> **EXERCISE REQUIREMENTS**: Quote the data below in full, please, without altering anything.
─── PROVIDED MATERIAL
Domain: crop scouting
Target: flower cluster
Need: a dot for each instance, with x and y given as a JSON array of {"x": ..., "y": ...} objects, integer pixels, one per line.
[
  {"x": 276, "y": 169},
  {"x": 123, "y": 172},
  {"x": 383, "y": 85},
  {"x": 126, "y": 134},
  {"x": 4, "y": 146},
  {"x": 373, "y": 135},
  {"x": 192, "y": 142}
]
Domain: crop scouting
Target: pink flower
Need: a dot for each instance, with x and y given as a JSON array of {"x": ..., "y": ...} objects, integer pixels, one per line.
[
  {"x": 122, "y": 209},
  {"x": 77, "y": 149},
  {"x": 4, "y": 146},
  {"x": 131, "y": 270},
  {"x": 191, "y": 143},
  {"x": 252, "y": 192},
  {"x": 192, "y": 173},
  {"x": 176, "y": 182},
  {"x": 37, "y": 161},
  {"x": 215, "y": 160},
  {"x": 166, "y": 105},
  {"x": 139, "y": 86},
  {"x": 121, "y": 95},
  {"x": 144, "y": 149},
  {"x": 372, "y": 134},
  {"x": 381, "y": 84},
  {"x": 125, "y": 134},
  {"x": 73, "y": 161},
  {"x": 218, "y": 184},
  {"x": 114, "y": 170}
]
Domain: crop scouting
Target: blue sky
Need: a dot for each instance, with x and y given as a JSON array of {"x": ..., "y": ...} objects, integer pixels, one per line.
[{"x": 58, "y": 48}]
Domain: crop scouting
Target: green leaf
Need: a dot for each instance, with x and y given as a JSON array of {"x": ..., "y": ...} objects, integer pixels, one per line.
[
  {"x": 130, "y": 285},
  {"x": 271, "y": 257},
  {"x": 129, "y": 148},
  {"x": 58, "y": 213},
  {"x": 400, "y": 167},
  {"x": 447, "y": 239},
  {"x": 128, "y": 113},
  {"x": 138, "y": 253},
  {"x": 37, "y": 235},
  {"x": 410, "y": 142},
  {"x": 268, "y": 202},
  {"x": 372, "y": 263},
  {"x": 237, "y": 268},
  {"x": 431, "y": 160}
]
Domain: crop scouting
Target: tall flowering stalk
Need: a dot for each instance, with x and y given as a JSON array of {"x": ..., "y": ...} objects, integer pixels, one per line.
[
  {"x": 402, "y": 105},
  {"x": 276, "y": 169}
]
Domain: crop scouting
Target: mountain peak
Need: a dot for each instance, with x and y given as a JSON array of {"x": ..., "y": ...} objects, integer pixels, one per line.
──────
> **FULL SOLUTION**:
Domain: crop scouting
Target: flower cluster
Need: a dot for each instance, with x and y given as a JSON array of {"x": ..., "y": ...} objects, integer pixels, one per line.
[
  {"x": 276, "y": 169},
  {"x": 123, "y": 172},
  {"x": 383, "y": 85},
  {"x": 126, "y": 134},
  {"x": 4, "y": 146},
  {"x": 373, "y": 135},
  {"x": 192, "y": 142}
]
Domain: crop scouting
Target: pink flower
Need: a dot for each instance, with x and y given as a JSON array of {"x": ..., "y": ...} objects, integer pixels, one per line.
[
  {"x": 122, "y": 209},
  {"x": 77, "y": 149},
  {"x": 4, "y": 146},
  {"x": 131, "y": 270},
  {"x": 191, "y": 143},
  {"x": 252, "y": 192},
  {"x": 192, "y": 173},
  {"x": 176, "y": 182},
  {"x": 37, "y": 161},
  {"x": 215, "y": 160},
  {"x": 166, "y": 105},
  {"x": 139, "y": 86},
  {"x": 121, "y": 95},
  {"x": 144, "y": 149},
  {"x": 372, "y": 134},
  {"x": 381, "y": 84},
  {"x": 125, "y": 134},
  {"x": 73, "y": 161},
  {"x": 218, "y": 184},
  {"x": 114, "y": 170}
]
Domain: crop scouting
Target: blue sky
Need: a dot for each instance, with x and y given as a JSON array of {"x": ..., "y": ...} objects, integer pixels, one per line.
[{"x": 58, "y": 48}]
Domain: crop scouting
Target: green leaf
Need: a dot for each instance, with x and y given as a JSON array of {"x": ..., "y": ...} objects, integer pixels, one per line.
[
  {"x": 130, "y": 285},
  {"x": 271, "y": 257},
  {"x": 129, "y": 148},
  {"x": 58, "y": 213},
  {"x": 400, "y": 167},
  {"x": 447, "y": 239},
  {"x": 128, "y": 113},
  {"x": 138, "y": 253},
  {"x": 37, "y": 235},
  {"x": 410, "y": 142},
  {"x": 268, "y": 202},
  {"x": 372, "y": 263},
  {"x": 237, "y": 268},
  {"x": 431, "y": 160}
]
Domain: crop scouting
Target: tall flowering stalk
Need: a dot for each instance, with x and y given as a JSON array of {"x": ..., "y": ...} objects, integer pixels, one per line.
[
  {"x": 402, "y": 105},
  {"x": 276, "y": 169}
]
Domain: crop scouting
Target: mountain peak
Need: a dot for each instance, with x and y given as a JSON array of {"x": ..., "y": ...} objects, integer pixels, one per line.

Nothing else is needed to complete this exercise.